Natural-language object grounding data -
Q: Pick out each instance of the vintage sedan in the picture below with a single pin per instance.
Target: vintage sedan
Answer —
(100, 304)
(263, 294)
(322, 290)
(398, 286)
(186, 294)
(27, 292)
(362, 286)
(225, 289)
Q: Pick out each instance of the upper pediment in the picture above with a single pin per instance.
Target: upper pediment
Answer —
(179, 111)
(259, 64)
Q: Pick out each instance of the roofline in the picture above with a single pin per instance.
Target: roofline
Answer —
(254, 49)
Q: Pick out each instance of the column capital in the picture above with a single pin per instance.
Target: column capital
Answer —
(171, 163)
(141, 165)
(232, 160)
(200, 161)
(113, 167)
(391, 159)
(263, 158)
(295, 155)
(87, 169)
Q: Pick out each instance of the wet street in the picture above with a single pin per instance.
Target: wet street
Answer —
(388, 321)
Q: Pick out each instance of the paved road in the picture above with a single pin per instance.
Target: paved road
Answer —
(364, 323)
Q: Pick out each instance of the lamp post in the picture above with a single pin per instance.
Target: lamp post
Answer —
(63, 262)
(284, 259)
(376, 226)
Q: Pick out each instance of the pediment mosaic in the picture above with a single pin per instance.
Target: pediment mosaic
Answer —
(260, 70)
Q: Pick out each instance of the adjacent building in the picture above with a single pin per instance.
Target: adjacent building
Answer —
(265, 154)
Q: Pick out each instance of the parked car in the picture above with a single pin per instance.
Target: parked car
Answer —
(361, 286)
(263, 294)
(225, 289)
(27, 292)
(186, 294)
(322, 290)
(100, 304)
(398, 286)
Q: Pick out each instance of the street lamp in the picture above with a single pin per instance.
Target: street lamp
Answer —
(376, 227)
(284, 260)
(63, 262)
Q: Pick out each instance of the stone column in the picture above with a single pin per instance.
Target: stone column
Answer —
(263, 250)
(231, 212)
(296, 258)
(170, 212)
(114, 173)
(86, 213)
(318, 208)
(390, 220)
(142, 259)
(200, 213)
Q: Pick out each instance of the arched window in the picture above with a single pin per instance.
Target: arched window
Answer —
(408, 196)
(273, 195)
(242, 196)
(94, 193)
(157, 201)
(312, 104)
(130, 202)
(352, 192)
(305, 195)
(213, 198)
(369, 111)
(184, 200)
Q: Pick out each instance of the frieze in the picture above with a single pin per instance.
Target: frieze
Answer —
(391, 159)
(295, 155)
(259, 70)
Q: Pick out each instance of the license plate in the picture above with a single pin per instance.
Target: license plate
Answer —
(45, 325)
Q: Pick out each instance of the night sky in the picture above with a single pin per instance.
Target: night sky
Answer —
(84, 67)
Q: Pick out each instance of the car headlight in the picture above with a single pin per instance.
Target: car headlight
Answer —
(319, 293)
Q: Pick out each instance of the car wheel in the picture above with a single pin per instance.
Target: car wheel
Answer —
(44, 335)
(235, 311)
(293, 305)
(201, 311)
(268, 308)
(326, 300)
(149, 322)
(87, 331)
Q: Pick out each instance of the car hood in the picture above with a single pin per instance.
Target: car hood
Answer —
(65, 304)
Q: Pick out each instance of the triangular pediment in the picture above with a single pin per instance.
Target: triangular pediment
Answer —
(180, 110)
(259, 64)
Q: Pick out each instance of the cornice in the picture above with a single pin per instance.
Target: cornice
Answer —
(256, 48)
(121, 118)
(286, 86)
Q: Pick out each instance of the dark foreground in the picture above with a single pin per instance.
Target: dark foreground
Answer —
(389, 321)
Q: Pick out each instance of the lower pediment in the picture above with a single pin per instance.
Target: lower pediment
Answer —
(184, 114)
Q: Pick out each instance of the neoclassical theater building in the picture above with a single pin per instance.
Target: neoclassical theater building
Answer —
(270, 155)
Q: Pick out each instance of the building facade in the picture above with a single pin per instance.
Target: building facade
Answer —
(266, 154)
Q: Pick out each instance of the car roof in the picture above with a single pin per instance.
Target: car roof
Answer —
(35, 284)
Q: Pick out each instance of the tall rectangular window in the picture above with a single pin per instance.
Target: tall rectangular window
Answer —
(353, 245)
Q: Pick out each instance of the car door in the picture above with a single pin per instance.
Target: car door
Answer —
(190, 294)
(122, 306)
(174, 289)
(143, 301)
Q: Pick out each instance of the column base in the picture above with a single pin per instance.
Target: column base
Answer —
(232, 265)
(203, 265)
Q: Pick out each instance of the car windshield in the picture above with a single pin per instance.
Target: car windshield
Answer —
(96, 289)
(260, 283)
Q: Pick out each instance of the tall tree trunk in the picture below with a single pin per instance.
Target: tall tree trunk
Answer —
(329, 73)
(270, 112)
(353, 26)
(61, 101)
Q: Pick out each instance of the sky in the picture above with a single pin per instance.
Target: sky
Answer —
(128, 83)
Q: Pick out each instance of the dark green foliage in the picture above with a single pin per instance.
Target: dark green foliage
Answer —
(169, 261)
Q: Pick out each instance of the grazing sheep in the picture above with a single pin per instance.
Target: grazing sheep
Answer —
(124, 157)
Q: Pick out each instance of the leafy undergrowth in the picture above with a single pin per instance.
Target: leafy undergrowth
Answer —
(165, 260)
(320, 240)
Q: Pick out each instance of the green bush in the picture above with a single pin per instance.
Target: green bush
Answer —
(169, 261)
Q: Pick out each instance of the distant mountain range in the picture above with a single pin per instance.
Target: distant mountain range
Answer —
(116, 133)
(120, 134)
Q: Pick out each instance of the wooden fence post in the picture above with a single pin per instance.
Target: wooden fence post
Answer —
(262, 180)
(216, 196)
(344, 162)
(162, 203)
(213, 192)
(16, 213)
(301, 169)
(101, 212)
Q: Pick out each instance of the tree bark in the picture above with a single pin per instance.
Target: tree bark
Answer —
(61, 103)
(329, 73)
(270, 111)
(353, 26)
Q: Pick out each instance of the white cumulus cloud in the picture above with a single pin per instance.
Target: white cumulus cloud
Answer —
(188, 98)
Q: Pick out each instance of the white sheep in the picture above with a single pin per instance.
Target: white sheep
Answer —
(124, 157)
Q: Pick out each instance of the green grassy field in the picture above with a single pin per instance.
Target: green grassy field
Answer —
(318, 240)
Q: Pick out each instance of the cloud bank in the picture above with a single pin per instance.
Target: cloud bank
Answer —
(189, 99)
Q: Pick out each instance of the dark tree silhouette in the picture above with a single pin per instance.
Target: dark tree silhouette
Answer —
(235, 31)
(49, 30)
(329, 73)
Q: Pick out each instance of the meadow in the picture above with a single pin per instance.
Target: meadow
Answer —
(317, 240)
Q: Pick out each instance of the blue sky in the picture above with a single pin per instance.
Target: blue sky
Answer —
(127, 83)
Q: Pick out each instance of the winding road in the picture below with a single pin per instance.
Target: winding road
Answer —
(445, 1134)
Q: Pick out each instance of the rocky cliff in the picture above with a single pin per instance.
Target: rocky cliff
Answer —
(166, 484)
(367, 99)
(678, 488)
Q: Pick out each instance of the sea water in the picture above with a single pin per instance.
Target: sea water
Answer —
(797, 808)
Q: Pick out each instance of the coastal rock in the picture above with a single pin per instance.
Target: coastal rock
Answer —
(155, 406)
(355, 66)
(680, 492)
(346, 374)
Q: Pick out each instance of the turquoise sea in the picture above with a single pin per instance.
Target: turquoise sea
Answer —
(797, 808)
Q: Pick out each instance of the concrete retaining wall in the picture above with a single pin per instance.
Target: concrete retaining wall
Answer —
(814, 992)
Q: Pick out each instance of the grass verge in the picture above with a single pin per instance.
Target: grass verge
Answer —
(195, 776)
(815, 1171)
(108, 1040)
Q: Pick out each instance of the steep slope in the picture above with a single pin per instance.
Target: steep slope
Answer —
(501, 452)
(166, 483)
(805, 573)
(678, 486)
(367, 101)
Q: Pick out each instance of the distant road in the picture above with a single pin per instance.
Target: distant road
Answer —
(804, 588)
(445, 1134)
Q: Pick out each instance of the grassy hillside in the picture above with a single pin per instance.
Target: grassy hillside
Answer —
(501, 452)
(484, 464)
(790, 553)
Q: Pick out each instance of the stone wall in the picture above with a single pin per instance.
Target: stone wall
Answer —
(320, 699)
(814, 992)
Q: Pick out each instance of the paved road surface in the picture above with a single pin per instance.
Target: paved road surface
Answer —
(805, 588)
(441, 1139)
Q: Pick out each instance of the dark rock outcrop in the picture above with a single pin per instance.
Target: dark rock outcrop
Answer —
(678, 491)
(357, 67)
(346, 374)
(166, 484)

WORK ORDER -
Using the entries above, find all lines with "theater". Copy them.

SOLVED PROBLEM -
Q: Pick out each instance of the neoclassical theater building in the picture above with a single pin per instance.
Target: neoclassical theater building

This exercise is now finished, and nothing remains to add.